# Exercise description:
Please rewrite the records below as a Markdown table with the columns Row and Line, starting at the line that contains "of the small" and ending at the last line of the records, one numbered row per line, with blank lines left out.

· · · ·

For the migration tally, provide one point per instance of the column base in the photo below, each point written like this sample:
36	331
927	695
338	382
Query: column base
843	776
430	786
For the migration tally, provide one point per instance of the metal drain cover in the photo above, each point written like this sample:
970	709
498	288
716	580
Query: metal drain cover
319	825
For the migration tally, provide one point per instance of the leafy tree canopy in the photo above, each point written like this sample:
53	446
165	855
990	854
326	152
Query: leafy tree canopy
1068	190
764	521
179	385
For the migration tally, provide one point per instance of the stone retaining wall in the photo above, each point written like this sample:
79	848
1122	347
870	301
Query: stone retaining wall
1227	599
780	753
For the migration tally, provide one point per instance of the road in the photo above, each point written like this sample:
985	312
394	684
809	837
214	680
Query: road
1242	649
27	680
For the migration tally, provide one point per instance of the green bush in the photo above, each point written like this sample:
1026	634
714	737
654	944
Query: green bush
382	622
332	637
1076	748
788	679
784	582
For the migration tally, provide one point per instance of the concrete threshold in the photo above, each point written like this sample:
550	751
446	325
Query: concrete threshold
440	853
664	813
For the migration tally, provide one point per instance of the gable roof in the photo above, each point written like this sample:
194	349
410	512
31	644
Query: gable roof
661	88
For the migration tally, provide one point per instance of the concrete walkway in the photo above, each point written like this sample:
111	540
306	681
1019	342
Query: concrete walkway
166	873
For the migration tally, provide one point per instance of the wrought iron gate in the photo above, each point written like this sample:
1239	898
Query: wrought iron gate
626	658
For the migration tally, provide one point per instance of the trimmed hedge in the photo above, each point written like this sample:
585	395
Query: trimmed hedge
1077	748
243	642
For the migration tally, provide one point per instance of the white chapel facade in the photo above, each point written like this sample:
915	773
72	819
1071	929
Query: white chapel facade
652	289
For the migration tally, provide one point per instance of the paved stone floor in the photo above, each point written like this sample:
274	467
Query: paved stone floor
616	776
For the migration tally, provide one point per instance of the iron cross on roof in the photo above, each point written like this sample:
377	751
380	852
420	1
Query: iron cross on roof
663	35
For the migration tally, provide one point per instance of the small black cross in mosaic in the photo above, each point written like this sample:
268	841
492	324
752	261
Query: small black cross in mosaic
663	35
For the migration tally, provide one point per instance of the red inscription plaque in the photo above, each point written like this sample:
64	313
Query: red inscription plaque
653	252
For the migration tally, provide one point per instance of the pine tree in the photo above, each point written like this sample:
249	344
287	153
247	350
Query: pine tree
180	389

· · · ·

# Response to the exercise:
| Row | Line |
|---|---|
| 1 | For the migration tally, provide one point per instance of the small black cross in mosaic in the photo above, each point written like this sample: |
| 2 | 268	841 |
| 3 | 492	324 |
| 4 | 752	261 |
| 5 | Query: small black cross in mosaic |
| 6 | 663	35 |
| 7 | For the migration tally, provide one point per instance of the red inscription plaque in the photo above, each point written like this sample: |
| 8 | 64	313 |
| 9 | Query: red inscription plaque |
| 10 | 653	252 |
| 11 | For the migration tally, provide one point per instance of the pine tree in the photo above, each point written like this sample: |
| 12 | 249	344 |
| 13 | 287	153 |
| 14 | 247	350 |
| 15 | Query: pine tree |
| 16 | 180	389 |